▸ **Your goal**:
Rewrite everything from the start of the data down to the line containing "[[[0,216],[2,242],[323,241],[323,210],[150,173]]]", both ends included, and offset every coordinate in the polygon outlines by +102 while keeping all other lines unchanged. Omit the pictures from your answer.

# Material shown start

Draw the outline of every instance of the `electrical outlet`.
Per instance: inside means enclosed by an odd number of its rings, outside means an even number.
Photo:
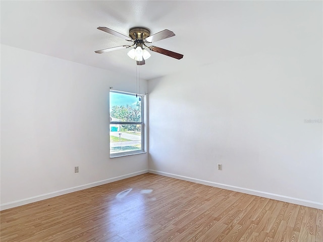
[[[218,164],[218,170],[222,169],[222,164]]]

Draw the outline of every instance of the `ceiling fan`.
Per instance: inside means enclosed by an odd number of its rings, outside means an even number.
[[[171,51],[167,49],[159,48],[159,47],[150,46],[148,46],[146,44],[151,44],[153,42],[156,42],[162,39],[175,36],[175,34],[168,29],[165,29],[162,31],[150,35],[150,31],[146,28],[141,27],[135,27],[129,30],[129,36],[127,36],[118,33],[112,29],[106,27],[98,27],[97,29],[102,30],[116,36],[122,38],[127,41],[132,42],[131,45],[121,45],[120,46],[113,47],[106,49],[101,49],[94,51],[95,53],[101,54],[106,52],[117,50],[124,48],[130,48],[134,47],[128,52],[128,55],[131,58],[137,61],[137,65],[145,65],[145,60],[150,56],[150,53],[145,48],[147,47],[150,50],[160,54],[165,54],[176,59],[180,59],[184,56],[175,52]]]

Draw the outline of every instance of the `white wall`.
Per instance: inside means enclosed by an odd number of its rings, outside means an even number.
[[[145,172],[146,154],[110,158],[110,87],[134,80],[1,45],[2,209]]]
[[[249,54],[148,81],[149,169],[323,208],[322,10],[312,10],[251,33]]]

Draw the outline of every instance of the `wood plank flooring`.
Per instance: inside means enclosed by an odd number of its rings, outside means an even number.
[[[0,216],[2,242],[323,241],[323,210],[150,173]]]

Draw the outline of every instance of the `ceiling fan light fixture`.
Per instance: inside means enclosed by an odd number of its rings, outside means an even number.
[[[134,48],[129,50],[129,51],[128,52],[128,56],[132,59],[135,58],[135,57],[136,57],[136,51],[135,50]]]
[[[146,49],[143,49],[142,50],[142,57],[144,59],[148,59],[151,55],[150,53]]]
[[[142,53],[143,51],[142,51],[142,48],[141,48],[141,47],[137,46],[136,47],[136,49],[135,49],[135,52],[136,53],[136,57],[137,58],[135,58],[136,60],[142,60]],[[140,58],[141,58],[141,59],[137,59]]]

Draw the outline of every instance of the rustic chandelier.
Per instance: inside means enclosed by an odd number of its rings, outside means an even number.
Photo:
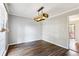
[[[34,17],[34,20],[40,22],[48,18],[48,14],[43,12],[44,7],[41,7],[37,10],[38,15]]]

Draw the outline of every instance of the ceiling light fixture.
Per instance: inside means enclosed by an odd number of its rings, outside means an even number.
[[[34,17],[34,20],[39,22],[48,18],[48,14],[43,12],[44,7],[41,7],[37,10],[38,15]]]

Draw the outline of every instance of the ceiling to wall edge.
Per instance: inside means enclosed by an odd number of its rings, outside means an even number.
[[[8,13],[7,6],[6,6],[6,5],[7,5],[7,4],[4,3],[5,9],[6,9],[7,13]],[[77,9],[79,9],[79,7],[73,8],[73,9],[69,9],[69,10],[66,10],[66,11],[64,11],[64,12],[55,14],[55,15],[53,15],[53,16],[50,16],[48,19],[54,18],[54,17],[57,17],[57,16],[60,16],[60,15],[63,15],[63,14],[66,14],[66,13],[68,13],[68,12],[71,12],[71,11],[74,11],[74,10],[77,10]],[[9,13],[8,13],[8,14],[9,14]],[[12,14],[9,14],[9,15],[12,15]],[[14,15],[14,16],[17,16],[17,15]],[[18,17],[23,17],[23,16],[18,16]],[[28,17],[23,17],[23,18],[28,18]],[[32,19],[32,18],[28,18],[28,19]]]

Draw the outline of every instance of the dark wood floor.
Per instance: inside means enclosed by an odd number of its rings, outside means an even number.
[[[6,56],[63,56],[68,50],[43,40],[10,45]]]

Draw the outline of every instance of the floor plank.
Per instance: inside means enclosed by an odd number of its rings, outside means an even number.
[[[38,40],[10,45],[6,56],[63,56],[67,51],[68,49]]]

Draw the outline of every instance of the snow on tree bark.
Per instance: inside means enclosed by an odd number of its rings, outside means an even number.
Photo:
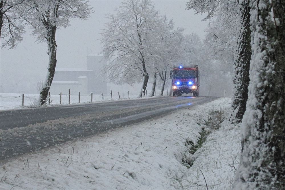
[[[152,97],[154,96],[155,92],[155,86],[156,84],[156,76],[157,74],[156,71],[154,71],[154,74],[153,76],[153,83],[152,83],[152,88],[151,90],[151,95],[150,96]]]
[[[162,84],[162,87],[161,87],[161,91],[160,92],[160,96],[163,96],[163,92],[164,91],[164,87],[165,86],[165,82],[166,81],[166,75],[167,74],[167,67],[165,69],[164,73],[162,75],[161,79],[162,80],[163,82]]]
[[[249,0],[240,1],[240,26],[234,63],[233,111],[231,120],[240,122],[245,111],[251,56]]]
[[[26,1],[17,8],[19,15],[32,30],[32,35],[40,42],[46,41],[49,56],[48,73],[41,87],[39,105],[45,103],[52,82],[56,64],[57,45],[56,32],[57,29],[66,28],[70,19],[86,19],[92,12],[88,1],[85,0],[33,0]]]
[[[252,52],[233,189],[285,186],[285,1],[251,2]]]
[[[47,26],[48,27],[48,26]],[[54,76],[55,72],[56,65],[56,47],[57,45],[56,42],[56,26],[50,27],[51,29],[48,31],[46,38],[48,43],[48,54],[49,57],[48,74],[46,80],[43,84],[41,91],[40,93],[40,98],[38,100],[38,105],[42,105],[46,103],[46,100],[48,94],[50,86],[51,85]]]

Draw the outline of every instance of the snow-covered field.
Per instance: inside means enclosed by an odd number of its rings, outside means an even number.
[[[113,100],[119,99],[117,92],[112,93]],[[119,92],[120,98],[121,99],[128,98],[128,92]],[[148,94],[148,95],[149,94]],[[130,98],[137,98],[138,94],[130,94]],[[38,99],[39,95],[38,94],[25,94],[23,107],[34,107],[36,105],[36,100]],[[62,104],[69,104],[68,95],[67,94],[62,95]],[[108,101],[111,99],[111,93],[104,94],[104,101]],[[51,94],[50,104],[52,105],[59,105],[60,102],[60,96],[58,94]],[[93,94],[93,102],[99,102],[103,101],[102,95]],[[0,93],[0,110],[9,110],[19,109],[23,107],[22,106],[22,94],[15,93]],[[81,103],[87,103],[91,102],[91,94],[89,94],[80,95],[80,102]],[[78,104],[79,98],[78,94],[70,96],[70,103]]]
[[[185,145],[196,144],[202,128],[211,130],[205,125],[211,112],[227,116],[230,102],[220,98],[18,157],[0,168],[0,189],[229,189],[238,163],[238,128],[226,117],[194,154]],[[193,161],[191,167],[183,157]]]

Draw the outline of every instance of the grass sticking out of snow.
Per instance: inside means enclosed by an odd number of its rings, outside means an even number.
[[[205,189],[205,181],[209,189],[229,189],[240,143],[239,130],[226,120],[193,155],[192,167],[181,160],[190,153],[185,143],[198,144],[202,128],[208,130],[211,112],[231,101],[220,98],[18,157],[0,168],[0,189]]]

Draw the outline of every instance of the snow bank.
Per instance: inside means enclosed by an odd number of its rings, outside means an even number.
[[[196,143],[211,111],[230,106],[220,98],[163,118],[102,133],[18,157],[0,168],[0,189],[229,189],[238,162],[238,130],[222,127],[196,152],[189,169],[182,163],[186,140]],[[234,160],[235,160],[235,161]],[[198,185],[196,185],[196,184]]]

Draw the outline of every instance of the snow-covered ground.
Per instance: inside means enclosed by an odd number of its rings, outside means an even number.
[[[117,92],[113,92],[112,93],[113,100],[119,99]],[[122,99],[128,98],[128,92],[119,92],[121,98]],[[148,94],[148,96],[150,94]],[[23,107],[34,107],[36,105],[36,100],[38,99],[38,94],[24,94],[24,106],[22,106],[22,94],[15,93],[0,93],[0,110],[9,110],[19,109]],[[130,98],[137,98],[138,94],[130,94]],[[69,104],[69,97],[67,94],[62,94],[62,104]],[[108,101],[111,100],[110,93],[104,94],[104,100]],[[93,101],[99,102],[103,101],[102,95],[93,94]],[[52,105],[60,105],[60,96],[58,94],[51,94],[50,104]],[[81,103],[87,103],[91,102],[91,94],[80,94],[80,102]],[[72,104],[78,104],[79,98],[78,94],[73,94],[70,96],[70,103]]]
[[[211,130],[205,125],[211,112],[226,116],[230,102],[220,98],[18,157],[0,168],[0,189],[229,189],[238,163],[238,128],[225,118],[194,155],[185,145],[196,143],[202,128]],[[185,157],[194,161],[190,168]]]

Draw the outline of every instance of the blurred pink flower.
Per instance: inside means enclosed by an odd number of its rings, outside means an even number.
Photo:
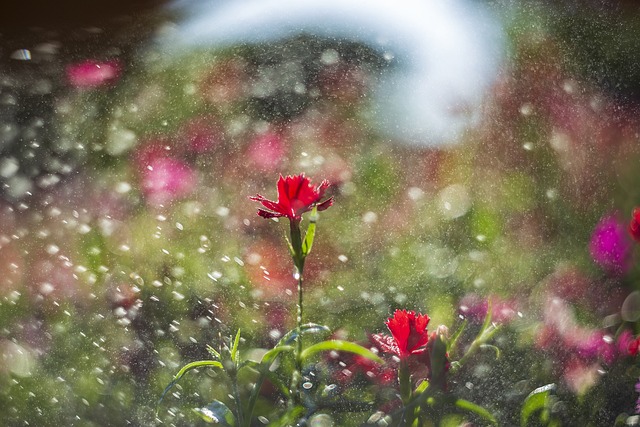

# Material shown end

▸ **Answer to this exercise**:
Draw the outline of every instance of the `electrical outlet`.
Per instance: inside means enclosed by an odd number of its rings, outside means an even number.
Photo:
[[[320,266],[320,272],[324,271],[324,266]]]

Draw the outline of every instance of the `ceiling fan`.
Per instance: inside means enclosed by an odd number of its rings, outside means an even number.
[[[273,153],[269,151],[261,150],[261,149],[252,148],[250,148],[248,146],[253,146],[255,144],[258,144],[264,141],[277,138],[277,136],[270,131],[267,131],[264,133],[252,137],[252,133],[248,130],[243,129],[237,129],[231,132],[231,138],[229,138],[220,135],[214,131],[208,129],[200,129],[199,131],[204,132],[218,138],[224,140],[229,143],[234,144],[233,147],[223,147],[222,148],[215,149],[208,151],[203,151],[196,153],[197,155],[203,156],[208,154],[219,152],[226,150],[232,150],[236,149],[230,154],[230,157],[233,160],[239,163],[239,167],[247,167],[247,162],[252,158],[252,155],[247,150],[249,149],[252,152],[262,156],[267,156],[278,161],[282,161],[286,158],[277,154]]]

Draw the outline of every instance of the `white wall`.
Per instance: inside means enclosed by an odd number of its rings, outside means an even number.
[[[247,274],[248,256],[212,260],[212,189],[236,182],[103,147],[104,311]]]
[[[351,156],[250,183],[251,271],[425,310],[424,112],[414,112],[353,135]]]

Draw the outline of every instance of the `wood plank flooring`.
Per instance: inside means enclosed by an odd number of its rings, outside means an even number.
[[[102,318],[104,344],[425,343],[425,312],[252,275]]]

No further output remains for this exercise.